So finally, on the seventh day, God produced a motorcycle with the speed of the Honda, the torque of the Harley and the handling of the Triumph. He could afford the fuel, tune it himself, pick up chicks and still blow off Ducatis through the corners.
He called his bike, "Rooney Special", and He was happy.
Does it get any better? I think, just a little.
Chris.
17th October 2008.
Distance form home: 57,568 kms
Top speed: 164 kph (Russia)
" Hoping to ride it till the wheels fall off & burn, & the sun peels the paint & the seat cover fades"
Bob Dylan, via Paul Rooney.
A wet road. A slippery concrete gutter. Max speed 2kph. Down like a brick and tile glider. An ambulance to hospital, a few fractured and dislocated bones in my foot. It helps when you are travelling with a Paramedic. A two hour operation, nine days in a Japanese prison (hospital) $7,500 later and a business class air ticket home, what lessons have I learnt. Probably none! Fcuk me!!! What a bastard!!!! Thank Christ for my travel insurance. Crutches for 6 weeks and off the bike for 3 fcuking months. What a bastard. That's the end of this little trip. I suppose it was a good thing I did not do it in Mongolia or Eastern Russia.

SOURCE DATA →

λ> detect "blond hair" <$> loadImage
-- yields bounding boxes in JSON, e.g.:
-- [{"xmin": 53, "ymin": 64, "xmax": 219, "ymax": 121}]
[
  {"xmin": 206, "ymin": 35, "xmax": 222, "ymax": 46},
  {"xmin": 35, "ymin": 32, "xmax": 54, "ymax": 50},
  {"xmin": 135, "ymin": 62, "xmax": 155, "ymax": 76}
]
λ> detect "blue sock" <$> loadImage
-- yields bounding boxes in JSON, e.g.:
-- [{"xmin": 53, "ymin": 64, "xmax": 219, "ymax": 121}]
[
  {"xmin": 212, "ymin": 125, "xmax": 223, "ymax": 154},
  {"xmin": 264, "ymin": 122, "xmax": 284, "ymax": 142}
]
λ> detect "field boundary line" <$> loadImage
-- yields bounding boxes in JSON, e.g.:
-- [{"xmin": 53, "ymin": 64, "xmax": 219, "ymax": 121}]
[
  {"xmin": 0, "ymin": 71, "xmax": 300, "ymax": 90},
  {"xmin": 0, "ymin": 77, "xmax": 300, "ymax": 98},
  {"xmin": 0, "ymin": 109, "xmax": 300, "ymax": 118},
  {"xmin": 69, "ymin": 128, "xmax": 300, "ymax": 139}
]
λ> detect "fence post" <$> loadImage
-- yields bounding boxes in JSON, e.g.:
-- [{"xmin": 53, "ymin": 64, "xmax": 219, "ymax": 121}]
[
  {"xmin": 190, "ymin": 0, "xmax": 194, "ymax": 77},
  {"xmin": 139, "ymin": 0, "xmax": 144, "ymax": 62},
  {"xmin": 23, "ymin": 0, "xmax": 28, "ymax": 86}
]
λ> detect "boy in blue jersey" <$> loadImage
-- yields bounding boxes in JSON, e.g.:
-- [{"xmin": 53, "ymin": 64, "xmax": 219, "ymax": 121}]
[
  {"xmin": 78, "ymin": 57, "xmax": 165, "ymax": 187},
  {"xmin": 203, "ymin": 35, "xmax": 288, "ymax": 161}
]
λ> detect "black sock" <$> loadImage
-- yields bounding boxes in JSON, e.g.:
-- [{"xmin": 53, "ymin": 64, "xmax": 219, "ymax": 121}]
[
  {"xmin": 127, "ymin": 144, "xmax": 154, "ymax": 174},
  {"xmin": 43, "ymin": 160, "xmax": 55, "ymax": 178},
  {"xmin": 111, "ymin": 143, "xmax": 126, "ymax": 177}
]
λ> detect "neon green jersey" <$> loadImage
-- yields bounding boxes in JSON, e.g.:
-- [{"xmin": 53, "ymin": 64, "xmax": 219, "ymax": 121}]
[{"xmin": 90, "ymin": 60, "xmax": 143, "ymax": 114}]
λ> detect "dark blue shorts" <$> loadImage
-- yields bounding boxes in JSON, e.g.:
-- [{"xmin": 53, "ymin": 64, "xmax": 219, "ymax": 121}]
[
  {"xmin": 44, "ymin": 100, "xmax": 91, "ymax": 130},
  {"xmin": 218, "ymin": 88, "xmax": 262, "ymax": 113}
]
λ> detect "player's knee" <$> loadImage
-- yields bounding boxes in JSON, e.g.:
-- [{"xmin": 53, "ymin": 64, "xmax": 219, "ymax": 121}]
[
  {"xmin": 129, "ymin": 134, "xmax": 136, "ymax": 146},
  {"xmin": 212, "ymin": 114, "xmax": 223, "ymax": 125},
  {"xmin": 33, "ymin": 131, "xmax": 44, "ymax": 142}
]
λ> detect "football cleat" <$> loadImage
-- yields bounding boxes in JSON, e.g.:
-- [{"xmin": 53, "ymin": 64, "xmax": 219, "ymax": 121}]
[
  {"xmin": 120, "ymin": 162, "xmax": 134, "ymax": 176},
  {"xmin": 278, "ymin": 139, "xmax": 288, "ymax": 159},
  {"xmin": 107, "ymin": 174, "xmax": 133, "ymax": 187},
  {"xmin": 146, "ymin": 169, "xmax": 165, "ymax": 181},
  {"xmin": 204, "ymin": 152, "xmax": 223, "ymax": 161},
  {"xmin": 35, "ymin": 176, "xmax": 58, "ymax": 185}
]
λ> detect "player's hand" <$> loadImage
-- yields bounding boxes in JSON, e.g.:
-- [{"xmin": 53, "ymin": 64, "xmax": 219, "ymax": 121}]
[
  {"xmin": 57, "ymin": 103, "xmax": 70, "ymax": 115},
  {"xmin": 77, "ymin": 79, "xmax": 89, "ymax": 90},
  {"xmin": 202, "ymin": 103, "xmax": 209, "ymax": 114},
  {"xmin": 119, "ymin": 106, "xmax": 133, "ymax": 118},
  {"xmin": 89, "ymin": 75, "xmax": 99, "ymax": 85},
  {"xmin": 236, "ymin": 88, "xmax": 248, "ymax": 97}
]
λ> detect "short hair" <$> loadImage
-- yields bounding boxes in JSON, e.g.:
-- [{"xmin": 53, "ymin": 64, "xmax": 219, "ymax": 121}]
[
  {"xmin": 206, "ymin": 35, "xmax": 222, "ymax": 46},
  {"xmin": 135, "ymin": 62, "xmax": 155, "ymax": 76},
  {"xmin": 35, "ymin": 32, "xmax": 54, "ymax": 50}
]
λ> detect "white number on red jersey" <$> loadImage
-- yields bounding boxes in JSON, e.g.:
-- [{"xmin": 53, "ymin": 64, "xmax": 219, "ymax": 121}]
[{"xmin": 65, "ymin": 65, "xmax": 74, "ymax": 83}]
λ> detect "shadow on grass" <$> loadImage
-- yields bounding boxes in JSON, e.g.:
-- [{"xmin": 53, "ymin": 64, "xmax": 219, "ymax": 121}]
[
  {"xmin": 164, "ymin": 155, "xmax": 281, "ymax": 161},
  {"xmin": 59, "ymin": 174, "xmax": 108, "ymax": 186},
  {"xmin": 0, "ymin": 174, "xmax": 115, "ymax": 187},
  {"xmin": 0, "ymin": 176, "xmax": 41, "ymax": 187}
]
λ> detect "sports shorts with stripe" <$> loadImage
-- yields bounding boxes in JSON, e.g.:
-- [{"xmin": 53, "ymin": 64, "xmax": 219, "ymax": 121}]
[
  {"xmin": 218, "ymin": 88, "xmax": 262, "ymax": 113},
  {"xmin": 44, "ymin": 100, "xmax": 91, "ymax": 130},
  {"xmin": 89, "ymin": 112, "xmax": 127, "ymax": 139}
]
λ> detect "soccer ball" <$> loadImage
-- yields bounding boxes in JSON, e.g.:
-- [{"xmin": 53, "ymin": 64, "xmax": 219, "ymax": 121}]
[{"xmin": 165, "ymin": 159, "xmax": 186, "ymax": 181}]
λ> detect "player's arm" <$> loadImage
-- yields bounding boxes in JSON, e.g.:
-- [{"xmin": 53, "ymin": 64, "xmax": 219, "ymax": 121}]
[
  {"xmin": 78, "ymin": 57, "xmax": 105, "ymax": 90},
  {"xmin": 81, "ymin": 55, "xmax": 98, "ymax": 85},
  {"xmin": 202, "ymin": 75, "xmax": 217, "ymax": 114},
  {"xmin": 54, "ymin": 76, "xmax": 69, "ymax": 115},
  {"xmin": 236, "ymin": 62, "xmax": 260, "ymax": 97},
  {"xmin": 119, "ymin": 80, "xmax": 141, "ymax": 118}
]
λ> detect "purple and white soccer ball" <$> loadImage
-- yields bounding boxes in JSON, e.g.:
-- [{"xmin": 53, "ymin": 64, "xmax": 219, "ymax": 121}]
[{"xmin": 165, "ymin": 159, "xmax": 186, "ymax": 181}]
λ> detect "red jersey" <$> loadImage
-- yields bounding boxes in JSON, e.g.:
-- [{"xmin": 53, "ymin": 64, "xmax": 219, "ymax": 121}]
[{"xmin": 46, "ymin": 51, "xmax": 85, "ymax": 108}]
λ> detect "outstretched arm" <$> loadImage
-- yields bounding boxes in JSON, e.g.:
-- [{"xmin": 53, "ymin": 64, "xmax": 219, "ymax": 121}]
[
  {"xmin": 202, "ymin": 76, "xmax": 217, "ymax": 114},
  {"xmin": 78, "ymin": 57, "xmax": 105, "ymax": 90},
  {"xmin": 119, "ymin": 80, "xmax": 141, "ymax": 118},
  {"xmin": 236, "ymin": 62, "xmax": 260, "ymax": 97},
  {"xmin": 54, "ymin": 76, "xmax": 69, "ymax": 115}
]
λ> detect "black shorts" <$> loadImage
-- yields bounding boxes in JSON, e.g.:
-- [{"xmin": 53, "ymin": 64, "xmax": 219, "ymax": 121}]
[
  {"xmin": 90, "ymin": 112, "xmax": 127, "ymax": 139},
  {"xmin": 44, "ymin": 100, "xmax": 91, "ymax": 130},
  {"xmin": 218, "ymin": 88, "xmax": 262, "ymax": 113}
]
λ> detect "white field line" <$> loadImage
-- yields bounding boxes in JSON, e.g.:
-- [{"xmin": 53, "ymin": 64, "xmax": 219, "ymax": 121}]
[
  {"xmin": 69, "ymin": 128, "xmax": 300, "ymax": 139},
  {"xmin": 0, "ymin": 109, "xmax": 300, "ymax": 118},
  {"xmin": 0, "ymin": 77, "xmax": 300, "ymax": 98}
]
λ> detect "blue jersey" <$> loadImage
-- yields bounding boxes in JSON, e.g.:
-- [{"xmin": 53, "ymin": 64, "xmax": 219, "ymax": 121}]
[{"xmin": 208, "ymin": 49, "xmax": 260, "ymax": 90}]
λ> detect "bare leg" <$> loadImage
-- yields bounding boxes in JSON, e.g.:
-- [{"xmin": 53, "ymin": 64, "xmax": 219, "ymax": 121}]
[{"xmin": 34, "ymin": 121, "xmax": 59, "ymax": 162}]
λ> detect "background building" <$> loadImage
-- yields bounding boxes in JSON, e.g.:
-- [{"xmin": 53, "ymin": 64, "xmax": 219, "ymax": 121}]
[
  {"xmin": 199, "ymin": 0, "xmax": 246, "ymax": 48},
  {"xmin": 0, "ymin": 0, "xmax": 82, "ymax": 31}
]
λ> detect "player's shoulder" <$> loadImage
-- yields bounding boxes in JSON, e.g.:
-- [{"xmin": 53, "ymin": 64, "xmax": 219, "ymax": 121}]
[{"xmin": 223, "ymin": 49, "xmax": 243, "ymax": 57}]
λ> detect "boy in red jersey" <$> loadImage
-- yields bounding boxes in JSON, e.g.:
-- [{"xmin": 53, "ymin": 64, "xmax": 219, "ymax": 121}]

TRY IT → Write out the motorcycle trip log above exactly, everything from "A wet road." down to "or Eastern Russia.".

WRITTEN SOLUTION →
A wet road. A slippery concrete gutter. Max speed 2kph. Down like a brick and tile glider. An ambulance to hospital, a few fractured and dislocated bones in my foot. It helps when you are travelling with a Paramedic. A two hour operation, nine days in a Japanese prison (hospital) $7,500 later and a business class air ticket home, what lessons have I learnt. Probably none! Fcuk me!!! What a bastard!!!! Thank Christ for my travel insurance. Crutches for 6 weeks and off the bike for 3 fcuking months. What a bastard. That's the end of this little trip. I suppose it was a good thing I did not do it in Mongolia or Eastern Russia.